Page extract:

(begin)

THERE’S A SECRET TO LAWRENCE WONG’S SUCCESS, one that’s been imperceptible to some, though really it’s not very difficult to discern. It’s not his obvious, almost celestial good looks—those same good looks that have been discussed by much more famous people than you or I, much more publicly. It’s not his recent star turn in Story of Yanxi Palace, the most Googled show in the world last year—that was merely an indicator of his success, not a cause. It’s not just his talent, though he has that in abundance, and the world is only now waking up it. It’s one, essential, not very glamorous thing: it’s hard work.
Because Lawrence Wong is not new to this game, even if he is new to the legions of fans he now commands across China. (Of course, his Malaysian fans loved him before he was cool.) He’s been plying his trade for over a decade now, this Johor Bahru homeboy who hopped across the Causeway, won hearts there, and then moved on to China. Wong started with bit roles and hosting gigs, climbing the ladder with nothing but determination and sheer hard graft. You’ll know him from Singaporean Mediacorp television staples, supporting roles in rom-coms across the Causeway, maybe even from his 2017 debut album. But did he always know it would lead him here—ranked as one of China’s most influential artistes, a handful of awards, recognition on the streets and a clutch of prestigious fashion endorsements?
Coat and shirt by Gucci; Watch: Montblanc 1858 Geosphere Limited Edition.
“To be honest, I don’t really set an ultimate goal in my acting career,” Wong tells us. “I’m more of a process person, I don’t emphasise much on the destination. It’s the journey that counts.” This wasn’t a calculated chess game in which the final move was to break the Chinese market and win the girl. It was work. “For me, it is one job at a time, then move on to the next, to perform the best I can in every task assigned. It’s as simple as that!”

(end)

Extracted material:
(begin)

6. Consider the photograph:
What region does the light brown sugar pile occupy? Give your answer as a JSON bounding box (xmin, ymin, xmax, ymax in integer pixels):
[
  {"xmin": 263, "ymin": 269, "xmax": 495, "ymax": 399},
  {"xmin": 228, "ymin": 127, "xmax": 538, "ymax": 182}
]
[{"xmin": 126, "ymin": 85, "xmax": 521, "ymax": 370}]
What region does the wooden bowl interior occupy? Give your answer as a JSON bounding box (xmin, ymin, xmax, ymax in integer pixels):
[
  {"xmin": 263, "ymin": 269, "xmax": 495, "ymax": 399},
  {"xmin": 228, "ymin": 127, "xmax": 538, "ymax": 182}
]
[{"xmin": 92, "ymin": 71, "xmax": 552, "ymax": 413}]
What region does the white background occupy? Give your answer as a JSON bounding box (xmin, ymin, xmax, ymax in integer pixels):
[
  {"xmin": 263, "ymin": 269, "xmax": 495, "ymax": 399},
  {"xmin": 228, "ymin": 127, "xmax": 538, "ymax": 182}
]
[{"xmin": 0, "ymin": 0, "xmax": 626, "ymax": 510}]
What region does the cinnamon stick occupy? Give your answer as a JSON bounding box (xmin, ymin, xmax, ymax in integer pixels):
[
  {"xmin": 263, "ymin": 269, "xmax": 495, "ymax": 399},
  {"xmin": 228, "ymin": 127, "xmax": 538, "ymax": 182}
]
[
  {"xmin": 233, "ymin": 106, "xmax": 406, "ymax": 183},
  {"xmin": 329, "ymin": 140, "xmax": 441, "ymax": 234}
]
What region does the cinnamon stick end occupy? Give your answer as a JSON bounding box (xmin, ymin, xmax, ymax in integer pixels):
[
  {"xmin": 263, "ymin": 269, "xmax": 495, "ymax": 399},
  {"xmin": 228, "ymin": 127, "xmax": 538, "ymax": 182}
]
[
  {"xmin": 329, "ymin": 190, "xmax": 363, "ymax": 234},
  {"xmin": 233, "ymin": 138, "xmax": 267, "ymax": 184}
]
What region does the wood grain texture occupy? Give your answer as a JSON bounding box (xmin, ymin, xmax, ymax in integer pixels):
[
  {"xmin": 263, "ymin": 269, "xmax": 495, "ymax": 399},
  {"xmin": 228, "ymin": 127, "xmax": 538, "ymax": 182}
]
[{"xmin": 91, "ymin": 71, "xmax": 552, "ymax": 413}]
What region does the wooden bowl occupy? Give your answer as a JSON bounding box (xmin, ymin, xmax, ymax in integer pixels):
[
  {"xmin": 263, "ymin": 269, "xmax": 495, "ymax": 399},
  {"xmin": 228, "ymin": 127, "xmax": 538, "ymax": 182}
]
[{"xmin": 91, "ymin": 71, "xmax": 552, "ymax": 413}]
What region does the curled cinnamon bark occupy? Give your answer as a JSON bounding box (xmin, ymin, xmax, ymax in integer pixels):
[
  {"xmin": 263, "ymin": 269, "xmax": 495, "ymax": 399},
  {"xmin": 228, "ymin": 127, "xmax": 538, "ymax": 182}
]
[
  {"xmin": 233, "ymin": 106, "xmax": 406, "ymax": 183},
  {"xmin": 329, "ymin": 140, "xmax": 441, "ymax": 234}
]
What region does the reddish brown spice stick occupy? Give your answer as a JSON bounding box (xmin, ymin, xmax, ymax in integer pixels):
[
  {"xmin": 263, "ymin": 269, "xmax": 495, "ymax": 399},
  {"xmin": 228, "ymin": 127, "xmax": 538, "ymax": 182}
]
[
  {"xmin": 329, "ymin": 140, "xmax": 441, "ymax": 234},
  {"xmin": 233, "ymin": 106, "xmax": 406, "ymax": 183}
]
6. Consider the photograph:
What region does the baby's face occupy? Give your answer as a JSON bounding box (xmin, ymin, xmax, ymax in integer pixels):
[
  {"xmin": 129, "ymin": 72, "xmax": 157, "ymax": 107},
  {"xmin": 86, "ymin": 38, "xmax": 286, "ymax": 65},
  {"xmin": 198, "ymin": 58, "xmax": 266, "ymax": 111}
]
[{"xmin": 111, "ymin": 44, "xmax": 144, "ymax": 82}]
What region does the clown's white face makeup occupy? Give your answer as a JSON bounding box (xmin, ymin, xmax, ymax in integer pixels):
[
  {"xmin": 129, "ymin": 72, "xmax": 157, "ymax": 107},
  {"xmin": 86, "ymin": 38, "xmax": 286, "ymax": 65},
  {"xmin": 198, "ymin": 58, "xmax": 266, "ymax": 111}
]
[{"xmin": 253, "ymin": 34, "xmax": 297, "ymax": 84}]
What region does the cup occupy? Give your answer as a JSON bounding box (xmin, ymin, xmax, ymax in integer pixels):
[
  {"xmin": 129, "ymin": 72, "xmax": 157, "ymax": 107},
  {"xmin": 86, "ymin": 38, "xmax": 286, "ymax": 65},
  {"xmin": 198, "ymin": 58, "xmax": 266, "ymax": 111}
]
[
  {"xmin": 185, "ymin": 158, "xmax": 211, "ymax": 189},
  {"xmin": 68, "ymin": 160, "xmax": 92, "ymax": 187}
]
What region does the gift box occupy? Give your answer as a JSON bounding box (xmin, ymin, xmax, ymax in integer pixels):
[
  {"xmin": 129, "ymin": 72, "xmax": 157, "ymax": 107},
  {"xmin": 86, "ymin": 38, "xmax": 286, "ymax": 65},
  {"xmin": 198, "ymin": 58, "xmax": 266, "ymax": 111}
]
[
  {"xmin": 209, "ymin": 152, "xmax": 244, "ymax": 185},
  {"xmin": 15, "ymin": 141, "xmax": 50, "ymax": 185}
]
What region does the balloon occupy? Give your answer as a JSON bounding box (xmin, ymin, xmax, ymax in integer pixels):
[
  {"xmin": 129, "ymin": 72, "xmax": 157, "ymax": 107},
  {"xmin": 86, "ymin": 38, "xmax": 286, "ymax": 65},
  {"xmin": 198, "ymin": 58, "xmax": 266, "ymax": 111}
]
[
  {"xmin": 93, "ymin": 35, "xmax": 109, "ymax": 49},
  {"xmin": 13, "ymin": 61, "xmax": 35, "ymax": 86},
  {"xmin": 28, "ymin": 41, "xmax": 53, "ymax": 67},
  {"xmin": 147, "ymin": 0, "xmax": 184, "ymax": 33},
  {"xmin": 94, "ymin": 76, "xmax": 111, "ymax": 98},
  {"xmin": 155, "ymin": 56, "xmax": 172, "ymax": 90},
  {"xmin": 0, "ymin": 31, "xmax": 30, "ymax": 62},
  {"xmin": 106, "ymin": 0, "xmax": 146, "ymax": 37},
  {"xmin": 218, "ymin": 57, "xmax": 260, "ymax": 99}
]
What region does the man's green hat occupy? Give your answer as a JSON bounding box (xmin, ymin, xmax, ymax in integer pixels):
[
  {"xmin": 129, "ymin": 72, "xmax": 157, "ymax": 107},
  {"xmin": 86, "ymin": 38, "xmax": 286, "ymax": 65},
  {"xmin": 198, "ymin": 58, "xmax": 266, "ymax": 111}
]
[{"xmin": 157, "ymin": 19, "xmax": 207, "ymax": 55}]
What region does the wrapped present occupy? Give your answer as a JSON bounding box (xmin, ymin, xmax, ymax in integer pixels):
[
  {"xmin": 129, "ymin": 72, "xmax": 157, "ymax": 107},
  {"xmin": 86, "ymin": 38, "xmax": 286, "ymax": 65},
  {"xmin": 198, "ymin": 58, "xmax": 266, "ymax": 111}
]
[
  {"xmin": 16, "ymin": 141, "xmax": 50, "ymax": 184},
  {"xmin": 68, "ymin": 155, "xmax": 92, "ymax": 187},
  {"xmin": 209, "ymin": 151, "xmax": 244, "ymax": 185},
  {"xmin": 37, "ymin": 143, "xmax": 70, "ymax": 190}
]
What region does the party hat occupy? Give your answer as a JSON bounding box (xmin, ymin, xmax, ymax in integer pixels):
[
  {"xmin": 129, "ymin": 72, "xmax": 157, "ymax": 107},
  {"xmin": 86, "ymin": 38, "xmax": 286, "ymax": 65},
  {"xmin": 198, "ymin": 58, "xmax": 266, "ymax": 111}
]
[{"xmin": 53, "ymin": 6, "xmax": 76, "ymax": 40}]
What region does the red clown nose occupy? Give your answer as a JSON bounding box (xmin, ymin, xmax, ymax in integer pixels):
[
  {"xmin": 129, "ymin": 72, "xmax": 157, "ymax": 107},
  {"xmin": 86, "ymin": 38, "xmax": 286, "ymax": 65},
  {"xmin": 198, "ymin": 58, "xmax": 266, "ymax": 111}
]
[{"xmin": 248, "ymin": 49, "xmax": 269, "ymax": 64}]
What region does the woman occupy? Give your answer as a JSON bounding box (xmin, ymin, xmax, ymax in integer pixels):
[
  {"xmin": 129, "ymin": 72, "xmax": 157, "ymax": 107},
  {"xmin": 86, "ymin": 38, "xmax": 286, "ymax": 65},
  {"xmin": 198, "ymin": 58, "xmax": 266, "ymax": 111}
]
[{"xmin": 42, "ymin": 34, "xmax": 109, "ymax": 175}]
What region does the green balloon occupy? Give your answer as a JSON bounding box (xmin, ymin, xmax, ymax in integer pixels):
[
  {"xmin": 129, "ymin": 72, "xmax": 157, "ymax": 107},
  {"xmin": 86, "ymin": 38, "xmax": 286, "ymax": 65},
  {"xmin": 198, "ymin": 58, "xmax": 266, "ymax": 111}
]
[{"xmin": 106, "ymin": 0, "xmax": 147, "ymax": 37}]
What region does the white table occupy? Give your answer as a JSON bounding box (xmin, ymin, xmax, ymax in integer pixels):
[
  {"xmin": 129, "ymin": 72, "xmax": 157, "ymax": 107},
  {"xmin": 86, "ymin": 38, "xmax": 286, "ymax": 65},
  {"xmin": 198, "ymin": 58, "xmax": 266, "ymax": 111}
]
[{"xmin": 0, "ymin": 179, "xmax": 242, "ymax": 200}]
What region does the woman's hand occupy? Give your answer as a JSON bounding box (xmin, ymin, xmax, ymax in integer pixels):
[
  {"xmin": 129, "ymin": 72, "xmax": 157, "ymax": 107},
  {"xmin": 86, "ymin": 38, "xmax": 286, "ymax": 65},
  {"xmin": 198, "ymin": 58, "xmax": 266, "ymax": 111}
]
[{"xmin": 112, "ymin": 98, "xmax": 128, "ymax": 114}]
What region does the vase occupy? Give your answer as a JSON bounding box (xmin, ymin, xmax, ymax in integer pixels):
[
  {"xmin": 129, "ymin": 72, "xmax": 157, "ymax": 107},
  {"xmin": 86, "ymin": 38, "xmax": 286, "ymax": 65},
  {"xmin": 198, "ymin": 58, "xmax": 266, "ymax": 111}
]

(end)

Tasks to complete:
[1] Write out the Lawrence Wong profile in full, word for word.
[2] Substitute "whole pixels" for "integer pixels" in the records, from the line containing "What region does the white table" through the end of the records. Reproduce only those lines, with nothing else changed.
The Lawrence Wong profile has no connection to the records.

Solutions by task:
[1]
THERE’S A SECRET TO LAWRENCE WONG’S SUCCESS, one that’s been imperceptible to some, though really it’s not very difficult to discern. It’s not his obvious, almost celestial good looks—those same good looks that have been discussed by much more famous people than you or I, much more publicly. It’s not his recent star turn in Story of Yanxi Palace, the most Googled show in the world last year—that was merely an indicator of his success, not a cause. It’s not just his talent, though he has that in abundance, and the world is only now waking up it. It’s one, essential, not very glamorous thing: it’s hard work.
Because Lawrence Wong is not new to this game, even if he is new to the legions of fans he now commands across China. (Of course, his Malaysian fans loved him before he was cool.) He’s been plying his trade for over a decade now, this Johor Bahru homeboy who hopped across the Causeway, won hearts there, and then moved on to China. Wong started with bit roles and hosting gigs, climbing the ladder with nothing but determination and sheer hard graft. You’ll know him from Singaporean Mediacorp television staples, supporting roles in rom-coms across the Causeway, maybe even from his 2017 debut album. But did he always know it would lead him here—ranked as one of China’s most influential artistes, a handful of awards, recognition on the streets and a clutch of prestigious fashion endorsements?
Coat and shirt by Gucci; Watch: Montblanc 1858 Geosphere Limited Edition.
“To be honest, I don’t really set an ultimate goal in my acting career,” Wong tells us. “I’m more of a process person, I don’t emphasise much on the destination. It’s the journey that counts.” This wasn’t a calculated chess game in which the final move was to break the Chinese market and win the girl. It was work. “For me, it is one job at a time, then move on to the next, to perform the best I can in every task assigned. It’s as simple as that!”

[2]
What region does the white table occupy? Give your answer as a JSON bounding box (xmin, ymin, xmax, ymax in whole pixels):
[
  {"xmin": 129, "ymin": 72, "xmax": 157, "ymax": 107},
  {"xmin": 86, "ymin": 38, "xmax": 286, "ymax": 65},
  {"xmin": 198, "ymin": 58, "xmax": 266, "ymax": 111}
]
[{"xmin": 0, "ymin": 179, "xmax": 242, "ymax": 200}]
What region does the woman's hand occupy? Give your answer as a JSON bounding box (xmin, ymin, xmax, ymax in whole pixels):
[
  {"xmin": 129, "ymin": 72, "xmax": 157, "ymax": 107},
  {"xmin": 86, "ymin": 38, "xmax": 286, "ymax": 65},
  {"xmin": 198, "ymin": 58, "xmax": 266, "ymax": 111}
]
[{"xmin": 112, "ymin": 98, "xmax": 128, "ymax": 114}]
What region does the vase occupy? Give your answer as a JSON bounding box (xmin, ymin, xmax, ymax in whole pixels):
[
  {"xmin": 129, "ymin": 72, "xmax": 157, "ymax": 107},
  {"xmin": 86, "ymin": 38, "xmax": 286, "ymax": 65},
  {"xmin": 198, "ymin": 58, "xmax": 266, "ymax": 111}
]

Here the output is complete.